To do: In the text about the renamed William & Mary buildings, what were the two buildings originally named?

These two buildings, originally named Jamestown North and Jamestown South, respectively, are the first buildings on William & Mary's campus to be named after Black individuals. The rededication ceremony took place in the Fall of 2016.
Lemon Hall is named in honor of Lemon, a slave owned by the College of William & Mary. Lemon had a particularly interesting relationship with the institution that owned him. Though he was regarded as chattel, the College paid for his medicine and allowed him to grow and sell food to his 'masters'. When Lemon died, the College paid for his coffin. William & Mary's treatment of Lemon speaks to the problematic relationship between slave and master; Lemon was regarded as human enough to deserve a proper burial but not so much that he deserved freedom. Today, Lemon is also honored by the Lemon Project, an organization which seeks to explore and heal the relationship between the College and the Black communities in Williamsburg and beyond.
Dr. Carroll Hardy touched hundreds of lives during her tenure at the College of William & Mary. Initially serving as Assistant Dean of Multicultural Affairs, Dr. Hardy worked to show students of color that they had a future at William & Mary. She encouraged students to pursue high education and served as a resource to Black students as their matriculated to a predominantly white institution. Dr. Hardy went on to form The Stuart Educational Leadership Group, Inc. with her siblings in 1995. Dr. Carroll Hardy received honorary alumnus status from the College of William & Mary in 2012 before her passing later that year.

Data records:
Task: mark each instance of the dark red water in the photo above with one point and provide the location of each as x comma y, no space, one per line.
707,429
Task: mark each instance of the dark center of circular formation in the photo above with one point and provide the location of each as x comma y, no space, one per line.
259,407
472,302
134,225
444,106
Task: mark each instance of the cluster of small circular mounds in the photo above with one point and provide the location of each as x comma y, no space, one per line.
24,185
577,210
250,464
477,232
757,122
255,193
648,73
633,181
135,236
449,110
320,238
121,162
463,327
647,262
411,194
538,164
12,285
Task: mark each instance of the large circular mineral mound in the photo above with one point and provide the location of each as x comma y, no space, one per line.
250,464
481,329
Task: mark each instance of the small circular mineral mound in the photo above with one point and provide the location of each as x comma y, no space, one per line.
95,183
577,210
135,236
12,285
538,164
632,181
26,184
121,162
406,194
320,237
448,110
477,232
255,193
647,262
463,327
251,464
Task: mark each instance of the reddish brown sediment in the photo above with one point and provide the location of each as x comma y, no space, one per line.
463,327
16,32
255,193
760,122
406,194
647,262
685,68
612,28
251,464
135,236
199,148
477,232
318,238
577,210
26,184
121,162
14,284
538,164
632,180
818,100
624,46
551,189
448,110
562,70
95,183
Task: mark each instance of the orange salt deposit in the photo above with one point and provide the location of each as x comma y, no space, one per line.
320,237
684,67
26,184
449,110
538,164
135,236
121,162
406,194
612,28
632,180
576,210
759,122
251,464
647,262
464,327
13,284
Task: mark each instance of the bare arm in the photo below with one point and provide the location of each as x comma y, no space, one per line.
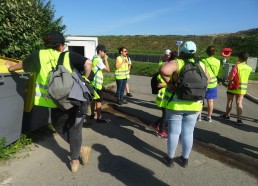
107,69
13,67
87,67
117,65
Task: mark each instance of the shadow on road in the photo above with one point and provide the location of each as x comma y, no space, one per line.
128,172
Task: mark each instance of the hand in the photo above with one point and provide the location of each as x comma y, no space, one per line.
8,64
105,57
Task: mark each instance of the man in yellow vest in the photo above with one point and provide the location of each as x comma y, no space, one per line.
97,68
181,114
121,72
213,65
242,70
41,63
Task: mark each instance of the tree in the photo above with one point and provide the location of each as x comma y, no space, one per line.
22,25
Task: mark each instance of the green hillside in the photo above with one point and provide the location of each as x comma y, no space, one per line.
156,44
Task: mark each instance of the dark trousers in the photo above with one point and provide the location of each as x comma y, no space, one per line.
64,123
120,83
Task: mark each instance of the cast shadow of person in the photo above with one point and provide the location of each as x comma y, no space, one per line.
124,170
232,122
225,143
143,116
119,129
47,138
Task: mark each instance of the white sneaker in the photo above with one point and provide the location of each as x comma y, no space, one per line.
208,118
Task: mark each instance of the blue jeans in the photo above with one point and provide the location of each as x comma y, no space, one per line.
120,84
180,122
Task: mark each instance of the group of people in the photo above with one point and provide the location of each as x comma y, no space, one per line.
181,115
178,116
41,62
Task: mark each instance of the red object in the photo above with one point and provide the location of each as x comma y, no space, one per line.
233,78
226,52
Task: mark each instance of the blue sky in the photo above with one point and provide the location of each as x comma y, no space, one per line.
156,17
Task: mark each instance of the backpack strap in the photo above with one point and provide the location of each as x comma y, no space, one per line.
60,59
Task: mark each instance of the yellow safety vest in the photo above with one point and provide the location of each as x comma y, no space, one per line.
244,71
213,65
98,78
48,58
179,104
123,71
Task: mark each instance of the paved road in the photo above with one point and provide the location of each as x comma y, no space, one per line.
127,151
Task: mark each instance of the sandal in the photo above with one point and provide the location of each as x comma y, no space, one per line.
74,166
85,154
101,120
92,116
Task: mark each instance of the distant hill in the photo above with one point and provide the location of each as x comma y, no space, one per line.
156,44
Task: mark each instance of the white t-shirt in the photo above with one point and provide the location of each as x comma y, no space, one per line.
100,65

Reply: Jamestown North and Jamestown South